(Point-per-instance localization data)

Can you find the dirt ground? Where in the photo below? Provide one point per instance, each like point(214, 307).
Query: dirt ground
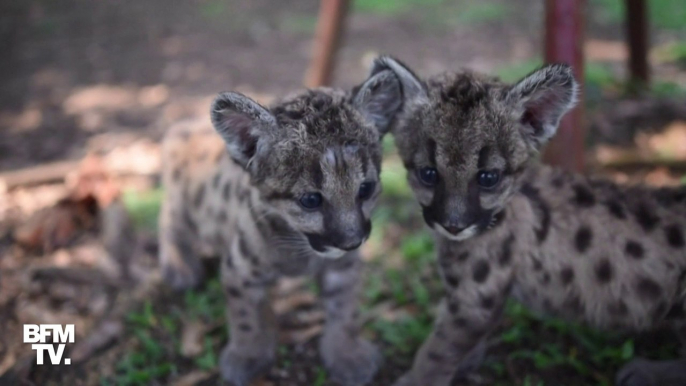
point(81, 77)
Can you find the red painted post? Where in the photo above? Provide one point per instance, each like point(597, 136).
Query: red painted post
point(330, 23)
point(564, 38)
point(637, 39)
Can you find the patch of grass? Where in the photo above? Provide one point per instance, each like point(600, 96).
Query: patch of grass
point(154, 334)
point(144, 207)
point(666, 14)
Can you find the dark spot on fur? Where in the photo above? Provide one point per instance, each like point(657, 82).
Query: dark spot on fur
point(616, 209)
point(558, 181)
point(452, 280)
point(189, 221)
point(234, 292)
point(460, 322)
point(582, 239)
point(646, 218)
point(675, 236)
point(566, 275)
point(618, 308)
point(583, 196)
point(176, 174)
point(434, 356)
point(226, 191)
point(506, 251)
point(634, 249)
point(660, 311)
point(431, 151)
point(487, 302)
point(199, 196)
point(648, 288)
point(677, 311)
point(453, 307)
point(536, 263)
point(573, 305)
point(603, 271)
point(215, 181)
point(480, 271)
point(228, 260)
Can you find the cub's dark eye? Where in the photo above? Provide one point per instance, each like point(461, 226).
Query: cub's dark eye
point(488, 178)
point(428, 176)
point(366, 190)
point(311, 200)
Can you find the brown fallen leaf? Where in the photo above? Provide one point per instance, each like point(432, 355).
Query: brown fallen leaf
point(107, 332)
point(192, 378)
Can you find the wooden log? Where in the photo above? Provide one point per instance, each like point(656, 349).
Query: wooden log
point(327, 38)
point(564, 36)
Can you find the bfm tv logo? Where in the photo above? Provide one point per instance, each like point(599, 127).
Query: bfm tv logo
point(37, 335)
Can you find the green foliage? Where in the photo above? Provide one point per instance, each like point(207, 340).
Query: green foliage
point(144, 207)
point(666, 14)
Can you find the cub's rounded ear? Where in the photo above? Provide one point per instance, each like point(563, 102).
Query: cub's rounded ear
point(389, 87)
point(242, 123)
point(379, 98)
point(412, 87)
point(541, 99)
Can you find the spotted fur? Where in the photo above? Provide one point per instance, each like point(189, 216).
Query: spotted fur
point(237, 192)
point(564, 244)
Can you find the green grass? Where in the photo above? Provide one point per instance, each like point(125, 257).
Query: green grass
point(402, 274)
point(664, 14)
point(144, 207)
point(154, 332)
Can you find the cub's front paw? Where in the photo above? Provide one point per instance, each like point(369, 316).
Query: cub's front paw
point(638, 372)
point(182, 277)
point(350, 362)
point(240, 369)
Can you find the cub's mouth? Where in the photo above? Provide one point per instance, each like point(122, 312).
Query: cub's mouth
point(487, 221)
point(323, 246)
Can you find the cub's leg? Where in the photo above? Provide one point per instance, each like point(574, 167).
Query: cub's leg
point(643, 372)
point(350, 359)
point(476, 293)
point(252, 326)
point(181, 267)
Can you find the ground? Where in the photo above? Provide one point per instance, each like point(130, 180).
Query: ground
point(85, 77)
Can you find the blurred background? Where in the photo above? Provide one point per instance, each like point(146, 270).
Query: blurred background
point(89, 88)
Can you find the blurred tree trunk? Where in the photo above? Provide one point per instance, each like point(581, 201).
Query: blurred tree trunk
point(564, 38)
point(330, 24)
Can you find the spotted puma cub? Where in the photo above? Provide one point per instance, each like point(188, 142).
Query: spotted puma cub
point(564, 244)
point(286, 190)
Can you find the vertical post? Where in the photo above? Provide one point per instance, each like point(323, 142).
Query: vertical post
point(637, 35)
point(327, 38)
point(564, 37)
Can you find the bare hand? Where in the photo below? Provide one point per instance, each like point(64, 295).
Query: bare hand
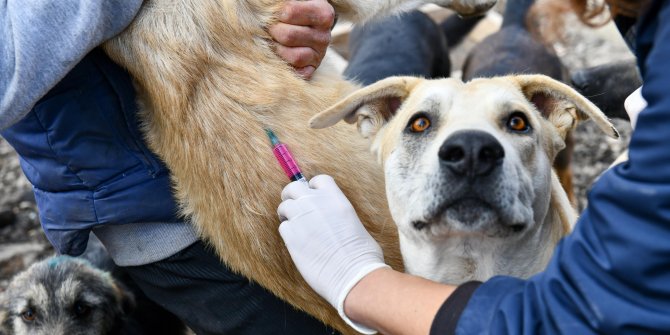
point(303, 34)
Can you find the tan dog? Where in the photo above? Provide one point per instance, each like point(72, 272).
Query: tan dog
point(468, 168)
point(209, 82)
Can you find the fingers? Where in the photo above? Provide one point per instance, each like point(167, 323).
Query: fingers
point(291, 35)
point(318, 14)
point(303, 34)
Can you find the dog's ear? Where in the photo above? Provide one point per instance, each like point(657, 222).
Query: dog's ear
point(561, 104)
point(371, 107)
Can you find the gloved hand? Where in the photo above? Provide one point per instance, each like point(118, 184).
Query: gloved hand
point(327, 241)
point(634, 104)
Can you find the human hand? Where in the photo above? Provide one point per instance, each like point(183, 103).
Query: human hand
point(634, 104)
point(303, 34)
point(326, 240)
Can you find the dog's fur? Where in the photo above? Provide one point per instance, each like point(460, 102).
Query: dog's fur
point(64, 295)
point(209, 82)
point(472, 197)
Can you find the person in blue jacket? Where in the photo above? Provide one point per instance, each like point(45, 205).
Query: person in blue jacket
point(71, 115)
point(611, 275)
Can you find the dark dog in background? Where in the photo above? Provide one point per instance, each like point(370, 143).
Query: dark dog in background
point(89, 295)
point(65, 295)
point(515, 50)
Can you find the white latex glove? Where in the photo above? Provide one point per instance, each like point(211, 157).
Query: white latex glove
point(634, 104)
point(327, 241)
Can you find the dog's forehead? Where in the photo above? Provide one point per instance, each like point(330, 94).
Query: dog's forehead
point(435, 93)
point(488, 96)
point(474, 99)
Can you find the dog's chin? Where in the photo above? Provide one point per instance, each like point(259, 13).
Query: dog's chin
point(470, 216)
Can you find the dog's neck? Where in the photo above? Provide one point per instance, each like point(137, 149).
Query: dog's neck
point(459, 259)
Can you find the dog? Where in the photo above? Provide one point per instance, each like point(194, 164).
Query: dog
point(65, 295)
point(84, 295)
point(208, 84)
point(515, 49)
point(468, 168)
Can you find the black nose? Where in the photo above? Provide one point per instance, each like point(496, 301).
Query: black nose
point(471, 153)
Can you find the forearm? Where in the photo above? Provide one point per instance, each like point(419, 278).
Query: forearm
point(43, 40)
point(396, 303)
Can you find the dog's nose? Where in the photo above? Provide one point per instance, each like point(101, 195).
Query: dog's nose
point(471, 153)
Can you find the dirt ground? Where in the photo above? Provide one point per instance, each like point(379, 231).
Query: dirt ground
point(22, 240)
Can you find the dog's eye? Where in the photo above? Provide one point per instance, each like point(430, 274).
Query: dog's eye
point(419, 124)
point(28, 315)
point(518, 122)
point(81, 310)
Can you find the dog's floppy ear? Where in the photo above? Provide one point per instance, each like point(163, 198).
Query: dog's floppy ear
point(371, 107)
point(561, 104)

# [Prompt]
All entries above are to be restated exactly, with every image omitted.

# [Expected answer]
Can you find the dirt ground? Where in the photo below? Provide one point per instance, each like point(214, 307).
Query: dirt ground
point(81, 77)
Can you find the red painted post? Where in the photo above? Provide one point per instance, each like point(597, 136).
Query: red painted post
point(330, 23)
point(564, 38)
point(637, 39)
Can you find the patch of grass? Where in the photo above? Provide one point per instance, each like point(600, 96).
Query: patch of grass
point(154, 334)
point(144, 207)
point(666, 14)
Can you find the dark spot on fur? Where in the photo above? Provide one point per instance, each like point(657, 82).
Query: dark spot on fur
point(616, 209)
point(558, 181)
point(452, 280)
point(189, 221)
point(234, 292)
point(460, 322)
point(582, 239)
point(646, 218)
point(675, 236)
point(566, 275)
point(618, 308)
point(583, 196)
point(176, 174)
point(434, 356)
point(226, 191)
point(506, 251)
point(634, 249)
point(660, 311)
point(431, 151)
point(487, 302)
point(199, 196)
point(648, 288)
point(677, 311)
point(453, 307)
point(536, 263)
point(573, 305)
point(603, 271)
point(215, 181)
point(480, 271)
point(228, 260)
Can you find the cub's dark eye? Where in the photo above? Provide one point per instance, each like point(461, 226).
Query: cub's dark eye
point(488, 178)
point(428, 176)
point(366, 190)
point(311, 200)
Can you find the brown fallen leaf? Where in the photo above? Provide one point per instance, each like point(432, 355).
Query: brown fallen leaf
point(107, 332)
point(192, 378)
Can you find the wooden log? Where in the photo above? Provide one point per instance, each like point(656, 349).
Query: wooden log
point(327, 38)
point(564, 36)
Can you find the bfm tv logo? Where in the photo above? Provide one point per instance, each like point(599, 127).
Query: bfm tv logo
point(37, 335)
Can you find the green foliage? Where in the photo above? Provide one point per instance, each like point(207, 340).
Query: green foliage
point(144, 207)
point(666, 14)
Can you find the cub's rounded ear? Where in the photo above? Provide one point per instance, each like point(563, 102).
Query: cub's rounded ear
point(389, 87)
point(242, 123)
point(379, 98)
point(412, 87)
point(541, 99)
Can you find the spotted fur? Where in the photo above? Provide one point per instance, each like point(189, 216).
Query: spotted fur
point(237, 192)
point(564, 244)
Can you find the green grass? Where in the photo above? Provide one point per instance, each like point(125, 257).
Query: green grass
point(402, 274)
point(664, 14)
point(144, 207)
point(154, 332)
Can you find the cub's front paw? Where in the photo above? Provide one point per instance, each like point(369, 316).
Query: cub's front paw
point(638, 372)
point(182, 277)
point(350, 362)
point(240, 369)
Can you find the cub's mouth? Where in the photo above? Provide one point per instance, each like point(122, 312).
Query: cub's mouth
point(487, 221)
point(323, 246)
Can you find the cub's leg? Where in the photo above? Provide one point per instance, each like point(574, 167).
Query: cub's leg
point(643, 372)
point(350, 359)
point(476, 293)
point(252, 326)
point(181, 267)
Can you find the ground? Where in the photo above? Provide one point per instance, each like point(130, 180).
Query: ground
point(85, 77)
Can you find the blurred background? Where in the photo above? Provide one point per instance, each like point(146, 270).
Query: blurred background
point(89, 88)
Can you find the blurred tree trunk? Where in the photo above? Provide one point per instance, each like point(581, 201).
Query: blurred tree trunk
point(564, 38)
point(330, 24)
Can you find the spotted puma cub? Where in the photo above? Provide one point per instance, each like point(188, 142).
Query: spotted puma cub
point(564, 244)
point(286, 190)
Can you find the vertical post? Where in the photo above? Provide one point per instance, each like point(323, 142).
Query: vertical post
point(637, 35)
point(327, 38)
point(564, 37)
Can you find the bare hand? Where in the photo below? Provide one point per instance, each like point(64, 295).
Query: bare hand
point(303, 34)
Can you find the tan dog? Where in the photo above? Provide one point per instance, each like point(72, 272).
Query: tan dog
point(468, 168)
point(209, 82)
Can you find the fingers? Where in the photo above? Provide one point per instance, each like point(167, 323).
Query: fingers
point(291, 35)
point(318, 14)
point(303, 34)
Can you find the dog's ear? Where in the photo above? Provide one point per instance, each like point(657, 222).
Query: dog's ear
point(561, 104)
point(371, 107)
Can you find the gloved hand? Where in the photo above? Provide one point per instance, each like point(118, 184).
Query: gloved hand
point(327, 241)
point(634, 104)
Can you find the human hand? Where in the photo above? Provide one point per instance, each like point(183, 103).
Query: human hand
point(634, 104)
point(303, 34)
point(326, 240)
Can you find the dog's fur? Where in the photo above? Provide one point per instance, each like point(460, 102).
Query: dog's fur
point(64, 295)
point(209, 82)
point(472, 197)
Can you find the person in blue jacket? Where in the photo above? Provide one point per instance, each like point(45, 205).
Query: person in blue jacket
point(71, 115)
point(611, 275)
Can you find the dark dog in background? Where in the photo above? Provide one point per instance, each like point(370, 143).
Query: dark dog in background
point(89, 295)
point(65, 295)
point(515, 50)
Can you find the white latex glove? Where in the photo above? Provide one point per instance, each like point(211, 157).
Query: white latex glove
point(634, 104)
point(327, 241)
Can you find the dog's forehead? Where in the photo above? Provide one point per instance, each like point(330, 94).
Query: dog's forehead
point(435, 93)
point(488, 96)
point(474, 99)
Can you find the dog's chin? Where in the photo above? Provide one point per instance, each like point(259, 13).
Query: dog's chin
point(470, 216)
Can you find the dog's neck? Where in the photo above? Provide one point per instance, each like point(137, 149).
Query: dog's neck
point(459, 259)
Can you find the dog? Where in the photo above? Provide one point per instance, each like point(194, 164).
Query: dog
point(65, 295)
point(84, 295)
point(208, 84)
point(515, 49)
point(468, 168)
Can you find the black nose? Where in the photo above? Provide one point per instance, each like point(496, 301).
Query: black nose
point(471, 153)
Can you find the forearm? Where in the photo above? Provide one point per instance, each like point(419, 278).
Query: forearm
point(43, 40)
point(396, 303)
Can you find the dog's nose? Where in the photo above? Provide one point per instance, each like point(101, 195).
Query: dog's nose
point(471, 153)
Can you find the dirt ground? Where in the photo above? Provide one point per instance, each like point(379, 231).
Query: dirt ground
point(22, 240)
Can you find the dog's eye? Where in the photo above? Provide one point per instance, each like point(430, 274).
Query: dog's eye
point(419, 124)
point(28, 315)
point(518, 122)
point(81, 310)
Can you find the dog's floppy ear? Where in the photo above? Provide one point per instance, each like point(163, 198).
Query: dog's floppy ear
point(371, 107)
point(561, 104)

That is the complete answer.